**** Task data
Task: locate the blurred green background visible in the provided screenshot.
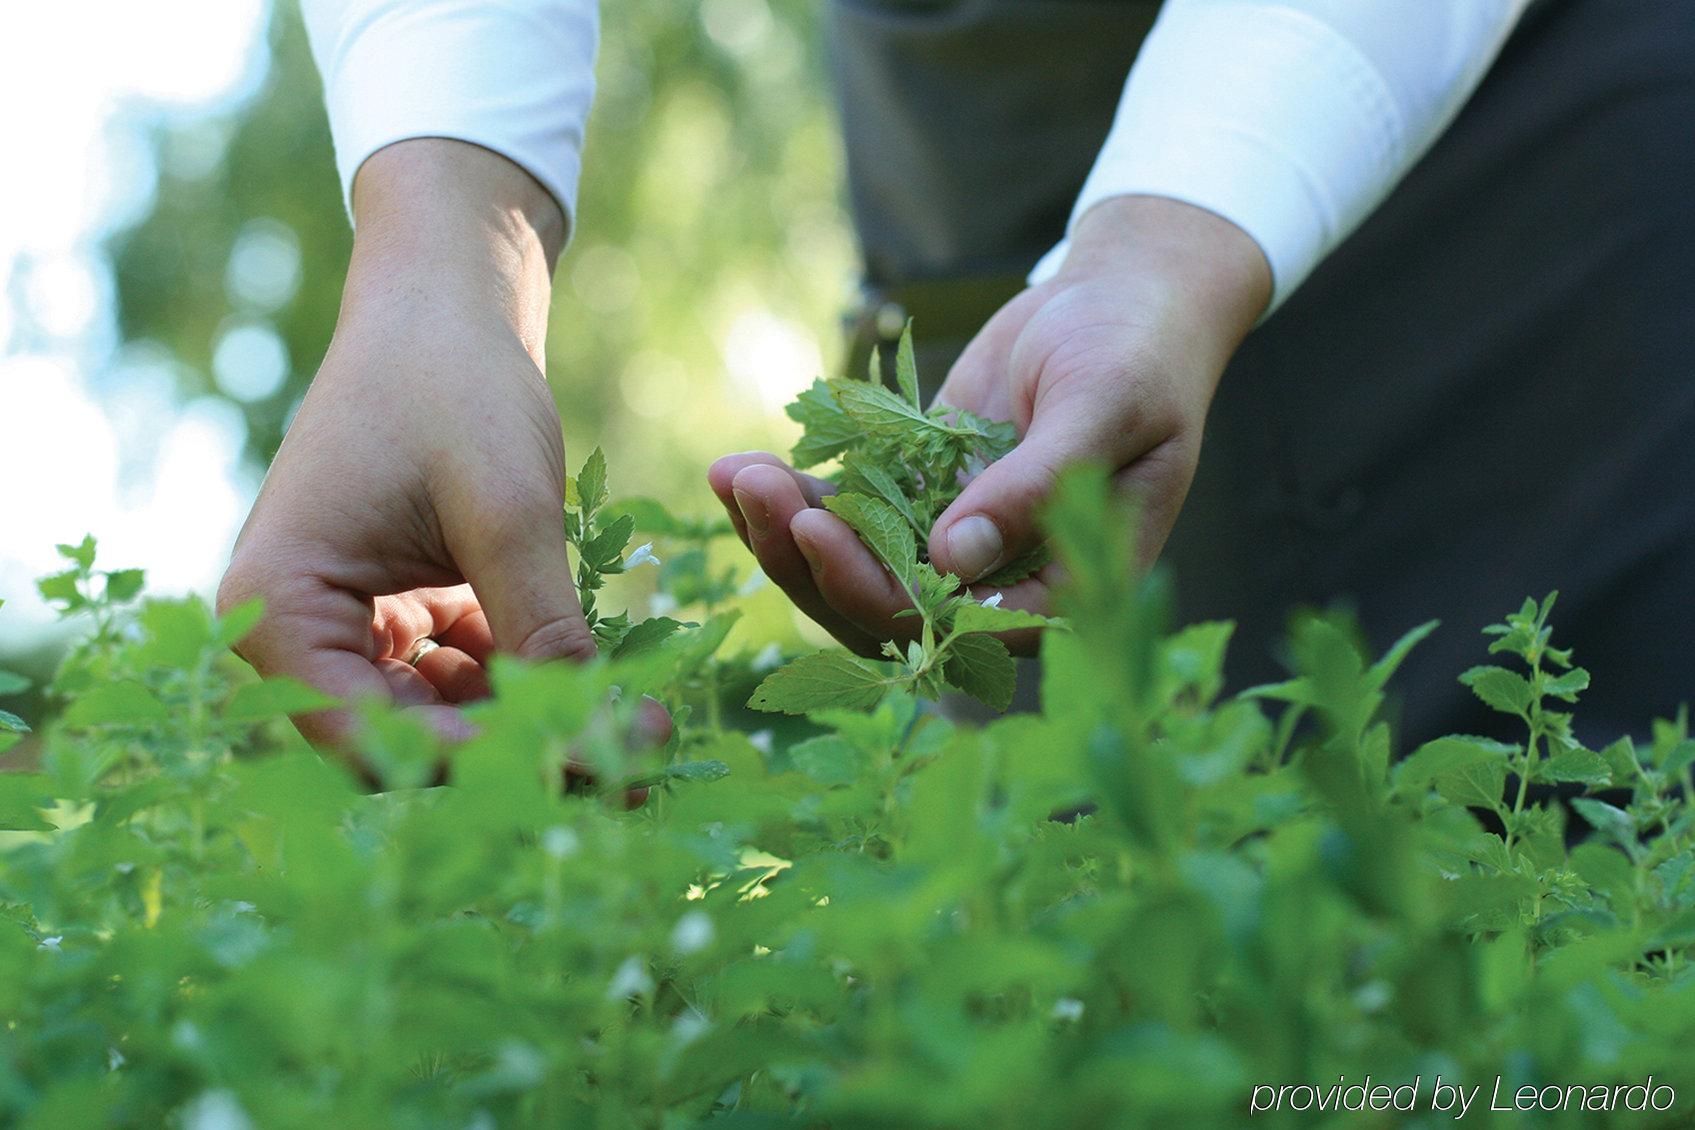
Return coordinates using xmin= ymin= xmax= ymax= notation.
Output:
xmin=1 ymin=0 xmax=852 ymax=670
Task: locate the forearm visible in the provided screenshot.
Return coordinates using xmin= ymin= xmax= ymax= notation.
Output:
xmin=338 ymin=139 xmax=564 ymax=366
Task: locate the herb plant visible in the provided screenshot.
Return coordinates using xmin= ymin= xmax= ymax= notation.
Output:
xmin=0 ymin=466 xmax=1693 ymax=1128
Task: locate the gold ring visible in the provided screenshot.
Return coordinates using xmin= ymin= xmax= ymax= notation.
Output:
xmin=406 ymin=638 xmax=441 ymax=666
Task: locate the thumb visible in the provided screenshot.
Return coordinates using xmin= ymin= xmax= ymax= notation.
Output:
xmin=928 ymin=413 xmax=1102 ymax=584
xmin=443 ymin=482 xmax=598 ymax=664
********
What this task involves - Only lines containing the string "visible" are needed. Pull each of them out of the records above.

Result for this exercise -
Task: locate the blurred green background visible in the provided screenshot.
Task: locate the forearm visible in the provided screenshot.
Task: locate the herb plant visible in the provided screenshot.
Task: locate the gold ring visible in the provided screenshot.
Task: locate the thumb visible in the provided screenshot.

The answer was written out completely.